[HOW TO COMPLETE THIS TASK] Beginning with the line where "Question. For every instance of the nose" appears, restate the lines word for word through the last one in the listing.

[WORKING DATA]
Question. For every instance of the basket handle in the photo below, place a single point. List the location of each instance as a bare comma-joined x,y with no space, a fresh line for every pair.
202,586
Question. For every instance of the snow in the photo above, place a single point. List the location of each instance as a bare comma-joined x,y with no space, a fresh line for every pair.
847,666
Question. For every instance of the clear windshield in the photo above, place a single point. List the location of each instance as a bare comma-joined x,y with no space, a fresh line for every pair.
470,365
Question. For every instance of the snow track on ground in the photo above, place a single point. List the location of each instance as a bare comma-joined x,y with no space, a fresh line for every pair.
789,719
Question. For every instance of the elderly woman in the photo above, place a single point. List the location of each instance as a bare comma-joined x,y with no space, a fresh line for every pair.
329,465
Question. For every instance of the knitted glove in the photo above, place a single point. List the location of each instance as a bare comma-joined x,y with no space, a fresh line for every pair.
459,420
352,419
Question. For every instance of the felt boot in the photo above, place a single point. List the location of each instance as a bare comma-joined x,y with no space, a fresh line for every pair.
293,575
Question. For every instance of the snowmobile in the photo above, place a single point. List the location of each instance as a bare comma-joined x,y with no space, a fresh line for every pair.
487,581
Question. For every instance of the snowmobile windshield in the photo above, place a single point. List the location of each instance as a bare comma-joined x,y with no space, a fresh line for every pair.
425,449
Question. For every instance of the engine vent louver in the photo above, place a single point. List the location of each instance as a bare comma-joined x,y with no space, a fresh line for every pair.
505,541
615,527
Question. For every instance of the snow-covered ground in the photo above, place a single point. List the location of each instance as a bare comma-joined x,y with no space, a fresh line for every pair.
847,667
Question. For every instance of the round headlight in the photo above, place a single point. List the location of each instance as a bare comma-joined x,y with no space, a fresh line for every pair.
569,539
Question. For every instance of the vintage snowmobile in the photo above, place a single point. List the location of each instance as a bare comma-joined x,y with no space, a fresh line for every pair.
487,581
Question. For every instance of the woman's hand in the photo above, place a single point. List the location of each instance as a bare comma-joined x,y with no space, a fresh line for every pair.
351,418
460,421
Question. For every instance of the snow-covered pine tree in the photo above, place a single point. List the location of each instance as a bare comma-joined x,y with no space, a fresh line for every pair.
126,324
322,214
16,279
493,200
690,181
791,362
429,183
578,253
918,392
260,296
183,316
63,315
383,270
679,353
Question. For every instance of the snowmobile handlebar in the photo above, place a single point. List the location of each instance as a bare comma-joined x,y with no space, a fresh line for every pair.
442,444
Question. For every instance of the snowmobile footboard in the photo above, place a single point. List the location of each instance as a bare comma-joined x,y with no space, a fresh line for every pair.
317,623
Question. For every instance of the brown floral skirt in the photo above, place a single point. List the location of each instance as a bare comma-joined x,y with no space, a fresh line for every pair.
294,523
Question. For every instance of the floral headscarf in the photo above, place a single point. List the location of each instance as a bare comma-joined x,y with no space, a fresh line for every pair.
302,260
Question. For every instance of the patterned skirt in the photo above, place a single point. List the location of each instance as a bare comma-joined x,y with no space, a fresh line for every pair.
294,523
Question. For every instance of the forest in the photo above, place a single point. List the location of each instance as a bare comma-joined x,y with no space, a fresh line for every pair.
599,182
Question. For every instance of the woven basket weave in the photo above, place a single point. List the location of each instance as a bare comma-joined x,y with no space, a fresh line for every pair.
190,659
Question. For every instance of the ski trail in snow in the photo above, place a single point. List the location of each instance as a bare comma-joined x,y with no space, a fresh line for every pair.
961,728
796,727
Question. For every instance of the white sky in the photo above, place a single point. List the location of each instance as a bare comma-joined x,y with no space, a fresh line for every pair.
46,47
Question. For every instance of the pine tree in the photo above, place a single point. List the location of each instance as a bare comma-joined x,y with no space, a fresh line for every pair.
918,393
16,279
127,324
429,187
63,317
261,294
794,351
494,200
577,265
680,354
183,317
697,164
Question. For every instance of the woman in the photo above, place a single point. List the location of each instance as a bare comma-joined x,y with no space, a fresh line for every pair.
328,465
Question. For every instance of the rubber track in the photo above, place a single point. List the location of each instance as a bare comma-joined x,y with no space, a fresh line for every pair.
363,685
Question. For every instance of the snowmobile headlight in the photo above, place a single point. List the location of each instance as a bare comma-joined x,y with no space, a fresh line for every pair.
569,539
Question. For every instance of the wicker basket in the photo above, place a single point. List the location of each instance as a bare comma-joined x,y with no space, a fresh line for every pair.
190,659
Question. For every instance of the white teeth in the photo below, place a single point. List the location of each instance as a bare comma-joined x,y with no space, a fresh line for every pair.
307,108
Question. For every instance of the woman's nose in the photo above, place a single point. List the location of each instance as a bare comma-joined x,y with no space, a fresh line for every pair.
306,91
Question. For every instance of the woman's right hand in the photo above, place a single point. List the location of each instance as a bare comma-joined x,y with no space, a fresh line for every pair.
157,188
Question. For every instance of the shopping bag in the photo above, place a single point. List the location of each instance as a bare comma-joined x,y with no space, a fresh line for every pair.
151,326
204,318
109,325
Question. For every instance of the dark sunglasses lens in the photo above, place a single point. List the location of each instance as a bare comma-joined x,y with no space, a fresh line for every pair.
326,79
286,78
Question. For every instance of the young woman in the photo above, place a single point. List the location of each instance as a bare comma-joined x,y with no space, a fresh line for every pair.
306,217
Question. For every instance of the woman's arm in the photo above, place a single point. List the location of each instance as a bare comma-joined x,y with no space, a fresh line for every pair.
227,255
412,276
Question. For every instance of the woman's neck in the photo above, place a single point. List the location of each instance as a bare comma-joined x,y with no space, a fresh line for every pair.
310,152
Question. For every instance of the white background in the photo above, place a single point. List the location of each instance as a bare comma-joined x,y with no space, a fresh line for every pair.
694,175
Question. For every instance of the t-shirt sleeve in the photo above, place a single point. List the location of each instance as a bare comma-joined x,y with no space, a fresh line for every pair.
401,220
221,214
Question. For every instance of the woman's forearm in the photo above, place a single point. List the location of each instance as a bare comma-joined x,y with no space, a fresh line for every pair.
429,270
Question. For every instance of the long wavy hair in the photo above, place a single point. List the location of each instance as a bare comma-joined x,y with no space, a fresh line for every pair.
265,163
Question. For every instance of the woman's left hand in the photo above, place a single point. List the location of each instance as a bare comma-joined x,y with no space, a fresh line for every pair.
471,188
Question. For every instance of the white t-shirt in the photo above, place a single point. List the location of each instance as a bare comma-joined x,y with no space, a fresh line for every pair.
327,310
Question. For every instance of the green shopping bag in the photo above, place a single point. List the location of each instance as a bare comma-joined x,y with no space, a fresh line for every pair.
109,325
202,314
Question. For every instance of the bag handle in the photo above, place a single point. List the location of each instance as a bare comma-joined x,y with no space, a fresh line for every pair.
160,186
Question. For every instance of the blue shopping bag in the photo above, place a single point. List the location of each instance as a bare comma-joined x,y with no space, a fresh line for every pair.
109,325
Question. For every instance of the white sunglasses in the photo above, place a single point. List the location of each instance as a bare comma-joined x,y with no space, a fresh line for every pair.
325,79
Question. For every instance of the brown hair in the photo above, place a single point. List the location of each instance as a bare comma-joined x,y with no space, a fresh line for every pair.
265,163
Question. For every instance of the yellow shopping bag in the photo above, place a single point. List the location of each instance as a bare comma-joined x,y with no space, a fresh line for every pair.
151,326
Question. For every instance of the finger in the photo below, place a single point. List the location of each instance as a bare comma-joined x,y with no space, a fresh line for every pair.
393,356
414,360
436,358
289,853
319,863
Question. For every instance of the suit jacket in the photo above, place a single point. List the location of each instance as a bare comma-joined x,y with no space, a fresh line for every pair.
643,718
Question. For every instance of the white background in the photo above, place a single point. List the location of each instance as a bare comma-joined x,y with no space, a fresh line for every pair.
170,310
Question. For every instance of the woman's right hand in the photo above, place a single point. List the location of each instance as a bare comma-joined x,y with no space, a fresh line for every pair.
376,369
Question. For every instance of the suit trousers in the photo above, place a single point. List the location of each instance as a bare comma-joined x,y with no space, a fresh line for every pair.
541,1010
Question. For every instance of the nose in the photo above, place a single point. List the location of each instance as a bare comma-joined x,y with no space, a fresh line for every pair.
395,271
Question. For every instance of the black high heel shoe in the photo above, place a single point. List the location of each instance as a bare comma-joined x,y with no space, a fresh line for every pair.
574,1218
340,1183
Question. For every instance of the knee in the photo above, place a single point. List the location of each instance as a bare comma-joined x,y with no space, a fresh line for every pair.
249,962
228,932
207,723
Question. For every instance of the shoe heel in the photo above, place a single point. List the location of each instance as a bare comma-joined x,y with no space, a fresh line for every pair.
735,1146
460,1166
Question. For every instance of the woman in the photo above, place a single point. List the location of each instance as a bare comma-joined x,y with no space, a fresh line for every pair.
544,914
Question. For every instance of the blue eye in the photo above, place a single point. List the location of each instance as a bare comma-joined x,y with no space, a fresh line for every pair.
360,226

[ANSWER SPACE]
Question. For every instance of the nose in the photo above, place a single point. List the location of each instance as a bare comma-joined x,y with no space, a fresh line for every pair.
395,271
Question. For every instance of the black high heel shoe in the photo above, place a single point. List the location of each instance as a bare comma-joined x,y with no space, a fresh line for every pair.
574,1218
340,1183
Question. For every instance of the knee in the photo above, place a single point. List the location of each instance as a bare comma-joined x,y with no space, a fresh line for every pair.
249,962
228,932
207,723
Question. For every instance of the shoe heel in the photo above, place a single point. List the location of each instance as a bare comma-joined x,y with no space, a fresh line for every pair.
735,1146
460,1166
Question. For every instance of the woman in the photo above, place a single point. List the location of each instance as a bare comma-joined x,y with no space, a fresh line for every pair.
544,914
Question. For every instance of the blue eye in the photo above, place a single point. List the location of each instance as a bare comma-joined x,y with no space, a fresh line for every pair.
360,226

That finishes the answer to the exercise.